* start Selected passage *

Pg 2: The inverse actuation filter I designed, and it's residuals with the "perfect" inverse actuation function from the above model. Note that I had tried to make the filter as simple as possible (which is what it's called a "toy model" in these plots), and "cheated" at high-frequency by demanding that the search groups are aware that the hardware injections will need an acausal time advance to be interpreted correctly. You can find discussion of why one needs an advance in the Mini-Run filter design, see LHO aLOG 18115, but in summary -- the real actuation function has a delay, so the inverse *must* have an advance to be accurate. This is similar to what's done with inverting the real sensing function when generating the gravitational wave channel.

Pg 3: [[New Plot]] The inverse actuation filter with and without the time advance included, compared against the real model. The green trace in these plots are what has been implemented in the foton filter banks.

Pg 4: [[New Plot]] Same information as pg 3, just zoomed in on the lower left panel, highlighting the phase of the inverse actuation filter.

Pg 5: [[New Plot]] Since scientists can never agree on how to display the phase, I've displayed the residual phase between the real model and the toy model with and without the advance, in every different way of which I could think: 
     - upper left is just a repeat of how I have been displaying the residual (see, e.g. the bottom right panels of pgs 2 and 3).

* end Selected passage *
* start Dataset excerpts *

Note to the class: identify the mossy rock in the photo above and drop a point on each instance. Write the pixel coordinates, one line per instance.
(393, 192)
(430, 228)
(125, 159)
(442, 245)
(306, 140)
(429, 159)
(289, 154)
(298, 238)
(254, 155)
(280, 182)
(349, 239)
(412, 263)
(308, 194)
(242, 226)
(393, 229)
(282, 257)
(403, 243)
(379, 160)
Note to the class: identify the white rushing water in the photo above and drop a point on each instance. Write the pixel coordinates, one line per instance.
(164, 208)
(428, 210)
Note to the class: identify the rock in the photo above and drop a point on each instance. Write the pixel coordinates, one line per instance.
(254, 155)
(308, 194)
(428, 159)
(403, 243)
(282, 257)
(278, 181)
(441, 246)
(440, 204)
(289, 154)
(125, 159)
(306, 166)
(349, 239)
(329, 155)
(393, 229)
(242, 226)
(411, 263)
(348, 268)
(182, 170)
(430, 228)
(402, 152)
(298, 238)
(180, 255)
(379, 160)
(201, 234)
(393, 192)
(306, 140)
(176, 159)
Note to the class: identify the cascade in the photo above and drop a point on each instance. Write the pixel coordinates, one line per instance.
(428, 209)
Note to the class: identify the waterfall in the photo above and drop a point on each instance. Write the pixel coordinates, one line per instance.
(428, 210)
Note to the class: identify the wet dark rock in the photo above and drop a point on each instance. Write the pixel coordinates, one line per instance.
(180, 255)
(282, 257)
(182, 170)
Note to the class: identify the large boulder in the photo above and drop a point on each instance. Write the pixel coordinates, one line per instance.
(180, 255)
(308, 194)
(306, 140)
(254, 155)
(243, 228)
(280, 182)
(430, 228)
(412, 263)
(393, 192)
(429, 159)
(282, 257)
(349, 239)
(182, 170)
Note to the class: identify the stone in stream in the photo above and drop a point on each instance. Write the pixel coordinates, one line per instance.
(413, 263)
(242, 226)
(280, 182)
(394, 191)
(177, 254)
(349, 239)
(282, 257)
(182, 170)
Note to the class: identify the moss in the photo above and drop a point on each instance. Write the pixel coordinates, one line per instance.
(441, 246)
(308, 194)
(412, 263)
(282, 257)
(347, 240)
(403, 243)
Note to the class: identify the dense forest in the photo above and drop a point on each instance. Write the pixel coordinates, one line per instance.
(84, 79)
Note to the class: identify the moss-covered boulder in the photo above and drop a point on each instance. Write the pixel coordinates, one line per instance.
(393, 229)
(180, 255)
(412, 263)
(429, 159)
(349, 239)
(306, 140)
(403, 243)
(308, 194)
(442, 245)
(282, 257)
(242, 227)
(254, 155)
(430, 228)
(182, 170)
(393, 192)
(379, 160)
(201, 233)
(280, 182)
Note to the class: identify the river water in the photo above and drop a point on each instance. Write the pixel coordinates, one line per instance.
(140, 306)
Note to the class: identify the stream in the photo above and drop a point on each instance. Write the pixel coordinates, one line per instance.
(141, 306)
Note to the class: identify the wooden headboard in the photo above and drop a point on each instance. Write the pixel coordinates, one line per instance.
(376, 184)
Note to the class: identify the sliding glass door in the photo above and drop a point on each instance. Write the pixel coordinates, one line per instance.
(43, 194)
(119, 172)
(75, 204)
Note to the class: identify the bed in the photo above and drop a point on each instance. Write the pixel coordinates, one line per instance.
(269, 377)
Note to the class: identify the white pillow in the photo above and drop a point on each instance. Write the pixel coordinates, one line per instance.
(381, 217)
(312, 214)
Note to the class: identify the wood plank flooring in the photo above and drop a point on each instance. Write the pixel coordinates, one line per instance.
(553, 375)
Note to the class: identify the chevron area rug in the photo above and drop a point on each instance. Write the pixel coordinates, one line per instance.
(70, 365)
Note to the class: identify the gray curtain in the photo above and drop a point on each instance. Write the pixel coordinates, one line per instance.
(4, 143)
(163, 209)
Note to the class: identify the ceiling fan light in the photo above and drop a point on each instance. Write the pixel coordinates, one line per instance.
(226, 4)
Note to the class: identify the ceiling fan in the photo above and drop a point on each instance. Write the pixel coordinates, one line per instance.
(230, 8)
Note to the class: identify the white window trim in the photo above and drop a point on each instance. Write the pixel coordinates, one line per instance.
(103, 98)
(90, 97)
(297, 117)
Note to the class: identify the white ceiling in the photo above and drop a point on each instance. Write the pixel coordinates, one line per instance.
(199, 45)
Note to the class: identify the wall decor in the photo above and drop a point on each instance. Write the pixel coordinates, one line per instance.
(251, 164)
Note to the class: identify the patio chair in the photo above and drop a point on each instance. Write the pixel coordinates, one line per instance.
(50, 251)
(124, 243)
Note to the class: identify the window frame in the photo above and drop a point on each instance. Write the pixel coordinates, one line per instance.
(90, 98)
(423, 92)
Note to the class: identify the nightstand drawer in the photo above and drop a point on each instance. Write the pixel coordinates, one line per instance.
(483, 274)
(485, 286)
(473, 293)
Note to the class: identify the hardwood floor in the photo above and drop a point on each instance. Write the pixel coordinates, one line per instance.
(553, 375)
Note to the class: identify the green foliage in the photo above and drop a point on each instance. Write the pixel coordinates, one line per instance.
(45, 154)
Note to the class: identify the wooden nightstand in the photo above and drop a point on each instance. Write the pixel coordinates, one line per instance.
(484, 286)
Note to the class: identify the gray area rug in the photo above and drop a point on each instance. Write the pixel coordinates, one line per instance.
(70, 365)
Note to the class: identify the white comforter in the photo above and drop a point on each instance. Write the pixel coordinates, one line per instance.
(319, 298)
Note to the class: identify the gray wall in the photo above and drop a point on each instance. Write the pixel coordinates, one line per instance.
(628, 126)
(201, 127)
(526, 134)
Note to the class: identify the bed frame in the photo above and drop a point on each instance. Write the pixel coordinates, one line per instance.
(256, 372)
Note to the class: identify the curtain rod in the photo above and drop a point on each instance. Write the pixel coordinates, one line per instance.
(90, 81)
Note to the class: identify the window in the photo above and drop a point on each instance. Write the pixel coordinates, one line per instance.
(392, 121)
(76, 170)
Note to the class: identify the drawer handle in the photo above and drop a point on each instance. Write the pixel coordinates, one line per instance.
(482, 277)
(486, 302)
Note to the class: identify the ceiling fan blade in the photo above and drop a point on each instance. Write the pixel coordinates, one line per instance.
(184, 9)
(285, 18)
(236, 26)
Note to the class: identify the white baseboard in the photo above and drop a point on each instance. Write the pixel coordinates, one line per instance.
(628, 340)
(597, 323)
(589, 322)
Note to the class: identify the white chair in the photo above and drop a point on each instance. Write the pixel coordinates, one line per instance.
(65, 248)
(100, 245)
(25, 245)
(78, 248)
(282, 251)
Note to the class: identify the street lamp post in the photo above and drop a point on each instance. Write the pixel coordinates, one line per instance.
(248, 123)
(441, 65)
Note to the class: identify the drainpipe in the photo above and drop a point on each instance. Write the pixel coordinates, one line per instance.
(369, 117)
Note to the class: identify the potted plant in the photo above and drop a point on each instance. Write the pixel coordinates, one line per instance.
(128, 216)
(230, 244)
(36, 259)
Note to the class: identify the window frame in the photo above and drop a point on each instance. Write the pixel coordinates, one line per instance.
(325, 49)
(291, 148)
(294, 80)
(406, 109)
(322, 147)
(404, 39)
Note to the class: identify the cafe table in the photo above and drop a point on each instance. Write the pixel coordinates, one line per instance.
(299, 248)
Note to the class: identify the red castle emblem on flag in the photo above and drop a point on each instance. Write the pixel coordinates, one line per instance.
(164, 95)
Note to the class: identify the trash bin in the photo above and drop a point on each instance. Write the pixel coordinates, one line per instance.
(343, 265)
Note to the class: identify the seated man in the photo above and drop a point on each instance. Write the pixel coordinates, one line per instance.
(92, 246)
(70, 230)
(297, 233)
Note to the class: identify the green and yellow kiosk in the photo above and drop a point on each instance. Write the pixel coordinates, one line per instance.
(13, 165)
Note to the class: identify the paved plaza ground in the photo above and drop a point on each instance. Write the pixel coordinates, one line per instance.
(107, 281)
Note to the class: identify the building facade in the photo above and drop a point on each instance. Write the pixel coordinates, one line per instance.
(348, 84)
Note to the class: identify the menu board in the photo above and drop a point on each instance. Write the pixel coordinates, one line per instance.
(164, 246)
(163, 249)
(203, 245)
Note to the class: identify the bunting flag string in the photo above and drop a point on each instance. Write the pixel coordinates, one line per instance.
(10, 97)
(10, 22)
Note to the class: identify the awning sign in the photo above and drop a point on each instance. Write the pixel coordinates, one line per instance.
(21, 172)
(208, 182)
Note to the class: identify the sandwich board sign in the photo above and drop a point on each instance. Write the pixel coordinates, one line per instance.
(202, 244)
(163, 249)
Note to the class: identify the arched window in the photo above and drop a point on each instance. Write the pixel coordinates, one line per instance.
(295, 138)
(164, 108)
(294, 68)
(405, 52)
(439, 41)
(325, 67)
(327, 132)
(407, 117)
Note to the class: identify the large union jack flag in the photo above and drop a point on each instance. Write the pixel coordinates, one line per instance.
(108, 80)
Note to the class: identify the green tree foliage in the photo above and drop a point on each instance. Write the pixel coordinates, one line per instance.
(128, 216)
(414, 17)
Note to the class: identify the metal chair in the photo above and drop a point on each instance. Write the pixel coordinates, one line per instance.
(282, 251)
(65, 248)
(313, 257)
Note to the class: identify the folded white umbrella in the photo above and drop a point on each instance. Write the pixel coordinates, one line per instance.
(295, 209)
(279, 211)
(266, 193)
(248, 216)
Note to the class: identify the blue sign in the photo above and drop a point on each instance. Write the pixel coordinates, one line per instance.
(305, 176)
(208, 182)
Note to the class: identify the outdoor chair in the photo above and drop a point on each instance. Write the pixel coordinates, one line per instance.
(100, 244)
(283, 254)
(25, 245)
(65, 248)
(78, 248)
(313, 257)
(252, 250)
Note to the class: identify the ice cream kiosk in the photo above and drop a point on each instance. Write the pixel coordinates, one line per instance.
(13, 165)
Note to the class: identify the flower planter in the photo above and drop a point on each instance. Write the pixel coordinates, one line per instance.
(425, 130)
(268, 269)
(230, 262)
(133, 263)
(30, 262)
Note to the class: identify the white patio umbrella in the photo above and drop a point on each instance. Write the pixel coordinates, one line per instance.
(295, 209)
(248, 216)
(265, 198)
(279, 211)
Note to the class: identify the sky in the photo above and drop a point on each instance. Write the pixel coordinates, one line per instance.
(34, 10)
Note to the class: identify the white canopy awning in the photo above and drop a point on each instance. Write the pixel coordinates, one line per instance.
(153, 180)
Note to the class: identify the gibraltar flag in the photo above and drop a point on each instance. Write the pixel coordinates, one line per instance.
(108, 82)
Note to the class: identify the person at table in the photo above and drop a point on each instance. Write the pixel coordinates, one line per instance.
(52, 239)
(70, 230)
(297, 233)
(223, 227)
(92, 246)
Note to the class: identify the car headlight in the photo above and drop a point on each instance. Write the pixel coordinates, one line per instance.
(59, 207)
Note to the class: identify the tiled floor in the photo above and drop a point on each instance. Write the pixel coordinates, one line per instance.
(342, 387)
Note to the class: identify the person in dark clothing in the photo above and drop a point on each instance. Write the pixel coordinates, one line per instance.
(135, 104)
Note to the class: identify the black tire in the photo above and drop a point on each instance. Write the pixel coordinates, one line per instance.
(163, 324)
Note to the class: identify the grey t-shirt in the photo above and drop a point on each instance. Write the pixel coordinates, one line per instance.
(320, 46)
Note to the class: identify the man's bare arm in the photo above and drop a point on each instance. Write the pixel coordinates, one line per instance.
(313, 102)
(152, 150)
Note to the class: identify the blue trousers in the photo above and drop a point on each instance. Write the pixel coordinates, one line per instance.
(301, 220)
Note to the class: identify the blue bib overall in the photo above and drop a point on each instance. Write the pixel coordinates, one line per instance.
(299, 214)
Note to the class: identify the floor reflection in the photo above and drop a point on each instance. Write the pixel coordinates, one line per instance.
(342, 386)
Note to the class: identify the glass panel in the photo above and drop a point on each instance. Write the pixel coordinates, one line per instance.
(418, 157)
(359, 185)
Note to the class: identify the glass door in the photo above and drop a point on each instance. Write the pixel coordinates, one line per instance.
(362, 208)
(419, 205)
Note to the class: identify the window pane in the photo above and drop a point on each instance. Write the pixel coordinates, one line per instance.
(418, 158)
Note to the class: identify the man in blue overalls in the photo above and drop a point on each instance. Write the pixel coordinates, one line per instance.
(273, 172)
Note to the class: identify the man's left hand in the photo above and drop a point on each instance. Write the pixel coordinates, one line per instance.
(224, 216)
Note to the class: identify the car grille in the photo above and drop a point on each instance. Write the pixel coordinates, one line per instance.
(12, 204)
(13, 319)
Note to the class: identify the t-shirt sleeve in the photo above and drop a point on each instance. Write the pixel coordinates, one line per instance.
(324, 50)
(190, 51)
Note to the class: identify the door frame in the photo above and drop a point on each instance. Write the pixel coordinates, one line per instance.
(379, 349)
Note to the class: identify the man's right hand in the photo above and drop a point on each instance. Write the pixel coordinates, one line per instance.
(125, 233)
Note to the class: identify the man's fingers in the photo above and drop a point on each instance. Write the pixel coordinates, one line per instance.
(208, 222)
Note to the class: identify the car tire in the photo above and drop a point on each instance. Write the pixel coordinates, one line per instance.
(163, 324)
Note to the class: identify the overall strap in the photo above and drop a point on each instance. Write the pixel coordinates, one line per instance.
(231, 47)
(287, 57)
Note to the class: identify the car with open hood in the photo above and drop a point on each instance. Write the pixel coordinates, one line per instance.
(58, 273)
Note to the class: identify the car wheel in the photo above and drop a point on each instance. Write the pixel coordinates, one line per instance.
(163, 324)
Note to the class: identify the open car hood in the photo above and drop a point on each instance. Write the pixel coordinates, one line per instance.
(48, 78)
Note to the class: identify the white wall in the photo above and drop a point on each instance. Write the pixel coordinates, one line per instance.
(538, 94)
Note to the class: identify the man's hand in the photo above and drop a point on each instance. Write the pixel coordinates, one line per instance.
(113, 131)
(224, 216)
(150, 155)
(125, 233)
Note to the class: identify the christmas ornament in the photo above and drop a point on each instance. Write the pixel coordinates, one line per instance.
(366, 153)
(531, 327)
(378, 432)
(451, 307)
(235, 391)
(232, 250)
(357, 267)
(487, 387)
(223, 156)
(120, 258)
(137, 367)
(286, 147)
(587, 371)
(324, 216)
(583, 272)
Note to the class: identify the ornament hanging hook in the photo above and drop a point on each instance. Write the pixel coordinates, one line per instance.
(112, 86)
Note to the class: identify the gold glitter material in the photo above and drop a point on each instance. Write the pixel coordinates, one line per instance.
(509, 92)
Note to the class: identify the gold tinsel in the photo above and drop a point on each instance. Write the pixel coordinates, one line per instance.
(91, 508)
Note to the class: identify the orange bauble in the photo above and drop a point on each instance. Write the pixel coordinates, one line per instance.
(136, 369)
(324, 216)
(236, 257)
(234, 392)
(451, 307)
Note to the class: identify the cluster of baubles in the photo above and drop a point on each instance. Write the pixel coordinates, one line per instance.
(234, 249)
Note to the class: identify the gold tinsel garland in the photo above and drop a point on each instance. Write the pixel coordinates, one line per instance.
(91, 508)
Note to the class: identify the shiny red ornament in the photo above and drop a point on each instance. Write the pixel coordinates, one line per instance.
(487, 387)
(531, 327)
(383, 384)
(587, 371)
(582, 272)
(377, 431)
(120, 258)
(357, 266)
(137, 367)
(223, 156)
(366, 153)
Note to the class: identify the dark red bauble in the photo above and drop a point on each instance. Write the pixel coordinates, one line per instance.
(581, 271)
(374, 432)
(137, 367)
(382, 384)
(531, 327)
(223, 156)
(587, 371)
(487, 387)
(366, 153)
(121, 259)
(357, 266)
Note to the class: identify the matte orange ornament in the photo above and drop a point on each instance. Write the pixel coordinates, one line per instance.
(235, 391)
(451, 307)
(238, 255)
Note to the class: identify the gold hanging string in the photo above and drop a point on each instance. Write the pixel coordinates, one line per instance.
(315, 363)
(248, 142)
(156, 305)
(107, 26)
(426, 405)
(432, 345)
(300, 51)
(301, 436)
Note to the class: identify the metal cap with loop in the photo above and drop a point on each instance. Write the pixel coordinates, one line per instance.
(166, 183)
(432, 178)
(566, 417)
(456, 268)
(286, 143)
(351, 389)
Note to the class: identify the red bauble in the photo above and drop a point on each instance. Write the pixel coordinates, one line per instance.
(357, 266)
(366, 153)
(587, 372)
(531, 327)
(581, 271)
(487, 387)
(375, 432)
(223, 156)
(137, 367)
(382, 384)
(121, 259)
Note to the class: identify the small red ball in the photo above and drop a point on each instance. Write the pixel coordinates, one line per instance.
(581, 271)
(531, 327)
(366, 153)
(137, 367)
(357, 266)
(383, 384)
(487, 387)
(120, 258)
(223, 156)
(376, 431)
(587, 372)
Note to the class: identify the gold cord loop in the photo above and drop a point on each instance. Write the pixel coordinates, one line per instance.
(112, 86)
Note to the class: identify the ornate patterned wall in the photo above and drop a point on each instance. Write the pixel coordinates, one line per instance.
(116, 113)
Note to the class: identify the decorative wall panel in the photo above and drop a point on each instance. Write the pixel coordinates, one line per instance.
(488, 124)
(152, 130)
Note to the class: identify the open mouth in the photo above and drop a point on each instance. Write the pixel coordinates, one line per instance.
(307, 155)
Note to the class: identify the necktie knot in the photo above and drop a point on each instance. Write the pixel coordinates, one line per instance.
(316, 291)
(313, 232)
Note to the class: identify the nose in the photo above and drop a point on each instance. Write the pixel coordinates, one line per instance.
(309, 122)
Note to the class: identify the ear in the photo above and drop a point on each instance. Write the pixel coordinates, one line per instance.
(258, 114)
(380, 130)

* end Dataset excerpts *

### Task brief
Answer these questions using the passage on the inverse actuation filter:
1. According to Pg 2, why must the inverse of the actuation function include an advance?
2. Which trace in the Pg 3 plots has been implemented in the foton filter banks?
3. Which panel does Pg 4 zoom in on, and what does it highlight?

### Reply
1. The real actuation function has a delay, so the inverse must have an advance to be accurate.
2. The green trace.
3. The lower left panel, highlighting the phase of the inverse actuation filter.